**Supplied information:**
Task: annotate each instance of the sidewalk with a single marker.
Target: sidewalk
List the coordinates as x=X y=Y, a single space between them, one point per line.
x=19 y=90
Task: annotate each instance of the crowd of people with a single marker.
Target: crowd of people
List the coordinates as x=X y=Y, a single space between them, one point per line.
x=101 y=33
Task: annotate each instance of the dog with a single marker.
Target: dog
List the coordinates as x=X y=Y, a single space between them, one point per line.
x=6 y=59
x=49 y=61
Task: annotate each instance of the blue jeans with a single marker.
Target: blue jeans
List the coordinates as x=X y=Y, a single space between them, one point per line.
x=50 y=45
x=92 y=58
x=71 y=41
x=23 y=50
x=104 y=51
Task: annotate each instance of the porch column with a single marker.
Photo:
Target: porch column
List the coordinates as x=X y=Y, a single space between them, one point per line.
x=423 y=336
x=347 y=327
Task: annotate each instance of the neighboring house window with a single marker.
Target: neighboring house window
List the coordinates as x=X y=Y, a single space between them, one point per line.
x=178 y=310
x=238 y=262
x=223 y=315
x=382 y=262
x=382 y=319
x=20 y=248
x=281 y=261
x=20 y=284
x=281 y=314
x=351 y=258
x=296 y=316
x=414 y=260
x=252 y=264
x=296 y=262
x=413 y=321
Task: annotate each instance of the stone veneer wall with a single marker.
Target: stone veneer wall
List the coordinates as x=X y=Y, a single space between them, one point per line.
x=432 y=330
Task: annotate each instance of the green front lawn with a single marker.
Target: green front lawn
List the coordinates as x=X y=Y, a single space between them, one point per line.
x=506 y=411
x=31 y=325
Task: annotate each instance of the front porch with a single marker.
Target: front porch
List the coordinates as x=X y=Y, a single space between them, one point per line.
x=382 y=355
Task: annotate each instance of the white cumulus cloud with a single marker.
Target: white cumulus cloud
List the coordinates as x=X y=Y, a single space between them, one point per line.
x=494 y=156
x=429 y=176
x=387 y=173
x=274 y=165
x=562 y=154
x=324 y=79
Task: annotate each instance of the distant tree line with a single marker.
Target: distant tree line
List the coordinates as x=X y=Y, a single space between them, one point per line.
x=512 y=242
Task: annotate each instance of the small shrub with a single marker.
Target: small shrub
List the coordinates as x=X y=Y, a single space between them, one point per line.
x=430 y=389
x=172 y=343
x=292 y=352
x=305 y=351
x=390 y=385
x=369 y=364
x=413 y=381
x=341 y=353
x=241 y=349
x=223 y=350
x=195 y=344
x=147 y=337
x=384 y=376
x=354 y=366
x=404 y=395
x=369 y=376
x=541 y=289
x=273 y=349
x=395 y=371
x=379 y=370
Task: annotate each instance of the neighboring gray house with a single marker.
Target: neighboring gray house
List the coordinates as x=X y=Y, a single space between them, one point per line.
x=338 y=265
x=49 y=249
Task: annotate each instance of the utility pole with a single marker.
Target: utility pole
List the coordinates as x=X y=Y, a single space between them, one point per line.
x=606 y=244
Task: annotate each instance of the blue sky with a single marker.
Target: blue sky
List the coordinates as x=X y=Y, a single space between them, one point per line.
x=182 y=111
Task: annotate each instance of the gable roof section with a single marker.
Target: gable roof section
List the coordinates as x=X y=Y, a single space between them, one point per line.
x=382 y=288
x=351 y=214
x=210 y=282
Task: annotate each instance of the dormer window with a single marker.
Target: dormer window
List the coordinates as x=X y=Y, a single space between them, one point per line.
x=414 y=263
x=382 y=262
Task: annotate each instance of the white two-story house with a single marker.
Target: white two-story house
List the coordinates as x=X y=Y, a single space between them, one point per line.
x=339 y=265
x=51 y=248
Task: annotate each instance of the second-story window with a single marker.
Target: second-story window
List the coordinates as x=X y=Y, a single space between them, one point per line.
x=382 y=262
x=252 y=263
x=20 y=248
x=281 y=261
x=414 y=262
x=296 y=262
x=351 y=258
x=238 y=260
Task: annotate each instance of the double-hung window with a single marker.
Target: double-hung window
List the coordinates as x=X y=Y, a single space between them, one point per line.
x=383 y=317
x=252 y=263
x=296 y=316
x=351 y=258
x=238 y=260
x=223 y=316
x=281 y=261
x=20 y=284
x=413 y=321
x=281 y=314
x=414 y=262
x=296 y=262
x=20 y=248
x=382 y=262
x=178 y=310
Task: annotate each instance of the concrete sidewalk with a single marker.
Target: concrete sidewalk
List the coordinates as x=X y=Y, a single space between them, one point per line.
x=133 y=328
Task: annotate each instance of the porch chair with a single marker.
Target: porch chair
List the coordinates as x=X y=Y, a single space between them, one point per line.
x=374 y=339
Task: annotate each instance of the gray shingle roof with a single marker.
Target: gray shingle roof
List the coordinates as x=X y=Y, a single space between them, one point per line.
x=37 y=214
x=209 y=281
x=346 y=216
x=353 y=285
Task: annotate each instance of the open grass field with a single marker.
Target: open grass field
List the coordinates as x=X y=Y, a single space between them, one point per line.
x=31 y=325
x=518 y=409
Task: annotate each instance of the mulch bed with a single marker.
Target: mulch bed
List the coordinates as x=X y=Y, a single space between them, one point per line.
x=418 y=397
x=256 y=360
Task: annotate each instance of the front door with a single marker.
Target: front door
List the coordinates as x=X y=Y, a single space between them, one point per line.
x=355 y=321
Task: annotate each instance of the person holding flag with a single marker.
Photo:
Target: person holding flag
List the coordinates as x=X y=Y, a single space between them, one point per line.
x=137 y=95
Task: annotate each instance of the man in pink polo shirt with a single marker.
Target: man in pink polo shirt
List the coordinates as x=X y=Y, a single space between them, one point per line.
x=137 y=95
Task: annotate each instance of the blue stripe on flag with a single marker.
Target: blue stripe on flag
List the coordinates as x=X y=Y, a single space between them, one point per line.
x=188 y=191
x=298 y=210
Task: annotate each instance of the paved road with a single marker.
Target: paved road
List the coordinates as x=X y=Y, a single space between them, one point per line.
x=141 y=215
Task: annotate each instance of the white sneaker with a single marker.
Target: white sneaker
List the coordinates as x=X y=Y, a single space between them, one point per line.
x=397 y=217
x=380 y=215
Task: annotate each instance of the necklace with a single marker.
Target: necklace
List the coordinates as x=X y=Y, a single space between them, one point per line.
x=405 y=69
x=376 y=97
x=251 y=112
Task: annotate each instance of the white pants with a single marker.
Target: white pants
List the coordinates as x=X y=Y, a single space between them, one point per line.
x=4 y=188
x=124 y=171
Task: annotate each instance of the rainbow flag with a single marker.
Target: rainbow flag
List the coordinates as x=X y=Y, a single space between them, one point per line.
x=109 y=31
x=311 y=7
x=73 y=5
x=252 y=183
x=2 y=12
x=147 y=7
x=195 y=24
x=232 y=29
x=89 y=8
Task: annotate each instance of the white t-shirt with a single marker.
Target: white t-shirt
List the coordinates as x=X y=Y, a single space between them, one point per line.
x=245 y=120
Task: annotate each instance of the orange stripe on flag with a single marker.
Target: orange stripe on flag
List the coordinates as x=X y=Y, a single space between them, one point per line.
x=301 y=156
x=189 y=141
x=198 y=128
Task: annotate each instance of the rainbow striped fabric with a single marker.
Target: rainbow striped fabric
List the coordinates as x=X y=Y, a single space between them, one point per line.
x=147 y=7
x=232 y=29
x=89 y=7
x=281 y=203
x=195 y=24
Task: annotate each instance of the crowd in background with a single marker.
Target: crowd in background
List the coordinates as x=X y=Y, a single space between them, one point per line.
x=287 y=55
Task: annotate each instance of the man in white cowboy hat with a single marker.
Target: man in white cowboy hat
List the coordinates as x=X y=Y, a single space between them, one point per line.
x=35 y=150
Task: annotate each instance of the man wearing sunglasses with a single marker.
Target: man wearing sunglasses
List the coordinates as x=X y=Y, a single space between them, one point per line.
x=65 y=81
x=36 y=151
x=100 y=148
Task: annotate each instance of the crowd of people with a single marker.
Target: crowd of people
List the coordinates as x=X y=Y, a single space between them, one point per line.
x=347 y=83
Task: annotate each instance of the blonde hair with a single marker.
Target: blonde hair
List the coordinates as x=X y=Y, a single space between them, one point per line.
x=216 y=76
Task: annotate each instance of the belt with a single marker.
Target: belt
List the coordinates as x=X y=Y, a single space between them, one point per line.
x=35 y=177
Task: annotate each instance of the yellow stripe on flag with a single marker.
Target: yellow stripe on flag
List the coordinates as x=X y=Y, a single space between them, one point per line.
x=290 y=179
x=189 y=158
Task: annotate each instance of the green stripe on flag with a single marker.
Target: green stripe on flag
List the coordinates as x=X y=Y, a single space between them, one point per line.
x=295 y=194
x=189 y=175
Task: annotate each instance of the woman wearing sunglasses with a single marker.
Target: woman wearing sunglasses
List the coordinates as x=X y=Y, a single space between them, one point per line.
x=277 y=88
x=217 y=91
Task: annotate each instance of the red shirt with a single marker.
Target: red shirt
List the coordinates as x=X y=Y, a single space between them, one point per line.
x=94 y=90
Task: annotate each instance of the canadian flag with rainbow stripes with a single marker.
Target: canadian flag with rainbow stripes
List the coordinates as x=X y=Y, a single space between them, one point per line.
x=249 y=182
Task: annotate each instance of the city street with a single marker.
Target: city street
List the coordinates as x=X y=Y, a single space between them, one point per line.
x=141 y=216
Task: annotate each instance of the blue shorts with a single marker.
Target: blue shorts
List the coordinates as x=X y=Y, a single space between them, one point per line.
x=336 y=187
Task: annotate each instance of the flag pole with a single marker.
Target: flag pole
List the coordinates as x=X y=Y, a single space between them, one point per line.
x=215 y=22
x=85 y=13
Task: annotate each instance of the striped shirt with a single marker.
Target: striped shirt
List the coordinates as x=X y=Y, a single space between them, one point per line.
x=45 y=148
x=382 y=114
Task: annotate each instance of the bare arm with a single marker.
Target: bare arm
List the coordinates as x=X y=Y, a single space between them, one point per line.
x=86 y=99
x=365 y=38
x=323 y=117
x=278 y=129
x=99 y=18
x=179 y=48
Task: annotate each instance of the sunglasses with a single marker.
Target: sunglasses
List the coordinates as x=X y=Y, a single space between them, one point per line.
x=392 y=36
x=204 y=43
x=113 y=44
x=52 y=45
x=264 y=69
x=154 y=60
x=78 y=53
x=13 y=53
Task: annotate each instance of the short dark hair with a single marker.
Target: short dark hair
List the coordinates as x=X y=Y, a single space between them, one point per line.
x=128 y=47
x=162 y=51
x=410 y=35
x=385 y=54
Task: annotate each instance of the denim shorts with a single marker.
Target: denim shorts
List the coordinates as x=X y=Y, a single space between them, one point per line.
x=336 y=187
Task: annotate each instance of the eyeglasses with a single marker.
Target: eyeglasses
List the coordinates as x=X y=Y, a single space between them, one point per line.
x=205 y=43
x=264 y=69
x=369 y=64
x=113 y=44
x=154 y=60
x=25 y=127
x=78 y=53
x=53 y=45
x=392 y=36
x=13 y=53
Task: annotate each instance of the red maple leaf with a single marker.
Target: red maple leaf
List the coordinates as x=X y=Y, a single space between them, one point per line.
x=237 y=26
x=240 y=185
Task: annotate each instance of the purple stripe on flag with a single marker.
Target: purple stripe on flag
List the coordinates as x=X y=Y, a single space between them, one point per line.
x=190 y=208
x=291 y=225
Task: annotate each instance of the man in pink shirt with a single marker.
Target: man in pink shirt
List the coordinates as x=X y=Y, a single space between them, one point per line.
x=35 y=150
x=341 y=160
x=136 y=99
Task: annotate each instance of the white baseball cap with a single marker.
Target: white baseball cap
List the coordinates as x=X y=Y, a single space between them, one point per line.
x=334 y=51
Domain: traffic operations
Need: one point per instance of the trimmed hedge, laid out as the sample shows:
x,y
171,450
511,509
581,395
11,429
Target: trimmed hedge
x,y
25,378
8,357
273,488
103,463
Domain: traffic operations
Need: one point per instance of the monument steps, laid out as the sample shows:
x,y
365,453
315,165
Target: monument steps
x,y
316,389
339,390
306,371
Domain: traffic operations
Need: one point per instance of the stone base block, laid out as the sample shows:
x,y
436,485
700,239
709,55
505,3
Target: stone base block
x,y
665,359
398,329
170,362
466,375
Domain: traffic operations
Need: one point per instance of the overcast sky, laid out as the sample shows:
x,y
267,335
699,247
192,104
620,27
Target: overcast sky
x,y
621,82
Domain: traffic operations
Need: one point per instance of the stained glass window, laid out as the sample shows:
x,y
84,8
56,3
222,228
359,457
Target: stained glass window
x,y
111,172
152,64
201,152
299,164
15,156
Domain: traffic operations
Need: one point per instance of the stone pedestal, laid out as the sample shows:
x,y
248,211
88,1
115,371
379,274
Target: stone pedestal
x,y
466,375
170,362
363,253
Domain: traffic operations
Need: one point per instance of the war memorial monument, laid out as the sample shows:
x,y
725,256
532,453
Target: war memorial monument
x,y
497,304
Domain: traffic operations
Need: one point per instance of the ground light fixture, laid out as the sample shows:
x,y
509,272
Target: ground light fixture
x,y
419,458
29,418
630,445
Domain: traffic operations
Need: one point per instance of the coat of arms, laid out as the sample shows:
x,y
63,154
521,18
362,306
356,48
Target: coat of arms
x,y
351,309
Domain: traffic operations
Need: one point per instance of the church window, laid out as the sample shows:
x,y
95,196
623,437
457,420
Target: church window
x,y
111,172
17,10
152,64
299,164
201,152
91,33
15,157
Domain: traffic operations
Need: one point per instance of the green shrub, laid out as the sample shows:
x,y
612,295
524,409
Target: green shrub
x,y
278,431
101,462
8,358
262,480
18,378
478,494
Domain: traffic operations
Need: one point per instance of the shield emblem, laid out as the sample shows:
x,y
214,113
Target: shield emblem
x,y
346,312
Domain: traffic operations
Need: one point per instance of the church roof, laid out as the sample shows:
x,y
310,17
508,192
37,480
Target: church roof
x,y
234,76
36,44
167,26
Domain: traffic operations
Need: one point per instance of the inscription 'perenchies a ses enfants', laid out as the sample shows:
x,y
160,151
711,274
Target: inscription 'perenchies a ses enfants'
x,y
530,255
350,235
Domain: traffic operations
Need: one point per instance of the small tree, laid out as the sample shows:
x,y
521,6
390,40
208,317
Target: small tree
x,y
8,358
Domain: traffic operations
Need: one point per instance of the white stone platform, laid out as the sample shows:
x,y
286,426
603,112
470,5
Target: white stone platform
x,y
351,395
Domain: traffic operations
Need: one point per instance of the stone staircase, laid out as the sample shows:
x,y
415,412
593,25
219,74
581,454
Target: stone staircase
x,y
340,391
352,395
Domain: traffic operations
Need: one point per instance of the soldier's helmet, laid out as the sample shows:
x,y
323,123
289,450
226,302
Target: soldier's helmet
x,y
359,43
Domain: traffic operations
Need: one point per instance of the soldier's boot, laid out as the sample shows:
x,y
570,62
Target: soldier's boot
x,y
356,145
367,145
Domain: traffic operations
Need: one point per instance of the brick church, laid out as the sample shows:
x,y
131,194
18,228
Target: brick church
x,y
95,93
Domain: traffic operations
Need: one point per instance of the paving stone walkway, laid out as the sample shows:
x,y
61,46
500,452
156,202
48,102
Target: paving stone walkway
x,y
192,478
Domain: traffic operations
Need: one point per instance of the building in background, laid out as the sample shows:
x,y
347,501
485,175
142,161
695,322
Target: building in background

**Your objective:** Take the entries above and return only the lines from the one with "Task: annotate each instance of the small" to the one with "Target: white two-story house", both included, unchanged.

**Response below:**
Task: annotate each instance of the small shrub with a single marker.
Target: small shrub
List the coordinates as x=X y=Y, a single space between them, one point per line.
x=430 y=389
x=172 y=343
x=292 y=352
x=305 y=351
x=390 y=385
x=369 y=364
x=413 y=381
x=341 y=353
x=241 y=349
x=223 y=350
x=195 y=344
x=147 y=337
x=384 y=376
x=354 y=366
x=404 y=395
x=369 y=376
x=541 y=289
x=273 y=349
x=395 y=371
x=379 y=370
Task: annotate each instance of the neighboring gray house with a single marker.
Target: neighboring gray house
List the coordinates as x=X y=Y, a single space between them, one point per line.
x=338 y=265
x=49 y=249
Task: annotate each instance of the utility pole with a single marker.
Target: utility pole
List the coordinates as x=X y=Y, a single space between them, one point per line.
x=606 y=244
Task: annotate each instance of the blue sky with a single marker.
Target: blue sky
List the coordinates as x=X y=Y, a single space between them, one point per line.
x=182 y=111
Task: annotate each instance of the gable roof section with a single marker.
Target: gable roof section
List the coordinates as x=X y=Y, a single space between them, one point per line.
x=382 y=288
x=351 y=214
x=210 y=282
Task: annotate each instance of the dormer window with a single marker.
Target: dormer window
List the coordinates as x=X y=Y, a single space between them, one point per line.
x=414 y=263
x=382 y=262
Task: annotate each instance of the white two-story house with a single marker.
Target: white two-story house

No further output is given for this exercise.